Quoted text:
In a city known for constantly reimagining itself and imploding buildings, the Neon Museum -- dedicated to preserving iconic signs of Las Vegas -- is planning an ambitious expansion and a rare exhibit by movie director Tim Burton.
Neon2020 will incorporate a 32,000-square-foot addition, which will double the size of the downtown museum. Through a long-term lease with the city, the museum acquired the shuttered Reed Whipple Cultural Center, across Las Vegas Boulevard from the Neon Boneyard, an outdoor space where more than 200 signs from the city's past reside.
The first phase of Neon2020 will include an indoor gallery, storage, classrooms and administrative offices. The building will be named Ne10, representing neon's chemical symbol, Ne, and atomic number, 10. The remodeling is scheduled to be completed during the first quarter of 2020.
The second component of Neon2020 will boldly go vertical since space for the burgeoning collection is limited. A 30-foot-high grid will enable the museum to display more signs. Electrified signs from the old Las Vegas Club, Barbary Coast, Binion's and other classic properties are expected to be exhibited.
Planning is also underway to create a taxi, rideshare and bus drop-off area to alleviate congestion at the site, a half-mile north of Fremont Street.
A rendering of the Neon2020 project, which will greatly expand the museum. Photo Credit: Courtesy of Neon Museum
Since 1996, the nonprofit Neon Museum has collected, preserved and displayed famous and not-so-famous Las Vegas signs. The collection includes unrestored signs (illuminated with ground lighting at sunset) and many working signs.

Set problem 1: Decide whether each statement below agrees with the Neon Museum article. Answer yes or no for each, and quote the exact words of the article that decide it. (a) The Neon2020 addition will double the size of the downtown museum. (b) The new building's name refers to neon's atomic weight. (c) The Neon Museum has collected Las Vegas signs since 1986.

The data:
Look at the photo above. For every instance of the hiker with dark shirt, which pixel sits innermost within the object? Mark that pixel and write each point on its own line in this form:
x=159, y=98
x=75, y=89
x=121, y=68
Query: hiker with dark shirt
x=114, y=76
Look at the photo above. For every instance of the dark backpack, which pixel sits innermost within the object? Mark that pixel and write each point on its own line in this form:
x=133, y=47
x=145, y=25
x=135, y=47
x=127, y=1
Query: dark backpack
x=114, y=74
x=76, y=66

---

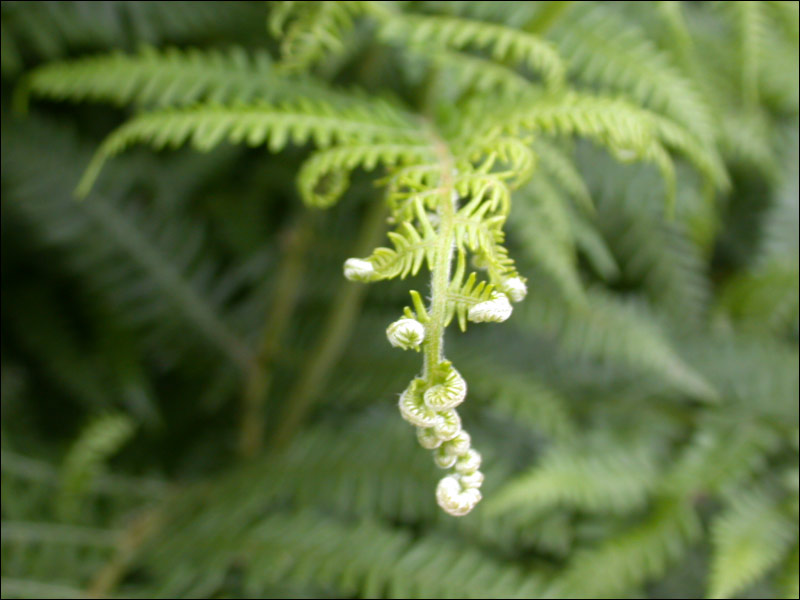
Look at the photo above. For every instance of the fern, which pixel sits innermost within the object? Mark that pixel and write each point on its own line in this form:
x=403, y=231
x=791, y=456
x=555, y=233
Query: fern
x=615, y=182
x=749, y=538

...

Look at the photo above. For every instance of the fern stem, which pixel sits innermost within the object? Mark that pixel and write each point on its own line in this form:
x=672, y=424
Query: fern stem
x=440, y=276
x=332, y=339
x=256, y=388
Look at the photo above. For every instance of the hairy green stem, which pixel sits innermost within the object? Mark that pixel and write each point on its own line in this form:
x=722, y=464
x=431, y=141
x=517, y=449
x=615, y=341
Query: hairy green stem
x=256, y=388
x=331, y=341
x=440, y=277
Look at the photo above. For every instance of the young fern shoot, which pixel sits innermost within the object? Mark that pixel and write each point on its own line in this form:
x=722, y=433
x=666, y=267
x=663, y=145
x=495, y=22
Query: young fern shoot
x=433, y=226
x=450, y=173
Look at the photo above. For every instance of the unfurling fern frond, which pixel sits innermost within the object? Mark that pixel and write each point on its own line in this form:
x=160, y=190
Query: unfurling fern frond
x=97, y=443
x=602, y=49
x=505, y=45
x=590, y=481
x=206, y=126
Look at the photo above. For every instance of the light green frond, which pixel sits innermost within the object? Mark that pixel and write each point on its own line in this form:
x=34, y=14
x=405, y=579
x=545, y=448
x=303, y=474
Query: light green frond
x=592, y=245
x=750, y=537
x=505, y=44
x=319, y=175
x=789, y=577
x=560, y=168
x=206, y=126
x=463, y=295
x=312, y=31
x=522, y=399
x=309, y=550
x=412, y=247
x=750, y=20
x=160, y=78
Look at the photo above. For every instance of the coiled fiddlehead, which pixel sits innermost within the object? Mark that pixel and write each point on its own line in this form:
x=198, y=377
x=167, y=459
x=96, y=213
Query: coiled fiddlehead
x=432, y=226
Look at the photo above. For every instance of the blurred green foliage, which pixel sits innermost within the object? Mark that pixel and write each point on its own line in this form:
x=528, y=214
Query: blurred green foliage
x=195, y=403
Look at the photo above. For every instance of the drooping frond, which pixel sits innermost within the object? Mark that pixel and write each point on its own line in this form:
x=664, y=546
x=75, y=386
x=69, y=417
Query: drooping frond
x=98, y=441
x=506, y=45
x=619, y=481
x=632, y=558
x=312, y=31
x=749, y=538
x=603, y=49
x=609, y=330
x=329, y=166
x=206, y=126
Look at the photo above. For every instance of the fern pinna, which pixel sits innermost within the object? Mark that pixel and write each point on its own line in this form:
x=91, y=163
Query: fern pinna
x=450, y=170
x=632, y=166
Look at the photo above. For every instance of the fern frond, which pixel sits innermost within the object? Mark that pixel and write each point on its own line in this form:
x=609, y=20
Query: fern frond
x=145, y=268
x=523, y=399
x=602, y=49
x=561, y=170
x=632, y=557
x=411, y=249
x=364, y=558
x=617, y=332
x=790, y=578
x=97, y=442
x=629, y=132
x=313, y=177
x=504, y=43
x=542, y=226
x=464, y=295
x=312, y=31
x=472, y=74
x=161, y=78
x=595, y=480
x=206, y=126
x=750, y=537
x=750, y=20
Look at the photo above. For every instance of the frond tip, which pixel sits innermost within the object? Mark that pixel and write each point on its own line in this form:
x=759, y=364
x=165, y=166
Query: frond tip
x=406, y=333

Set problem 2: Extract every line of the records that contains the word "young". Case counts.

Reply 1:
(a) Yes: "which will double the size of the downtown museum"
(b) No: "representing neon's chemical symbol, Ne, and atomic number, 10"
(c) No: "Since 1996, the nonprofit Neon Museum has collected, preserved and displayed famous and not-so-famous Las Vegas signs"

Reply 2:
Look at the photo above. For every instance of the young fern shoot, which pixel sits innermost within the object? Mark that pixel and write each point on its own line in this form:
Query: young fern shoot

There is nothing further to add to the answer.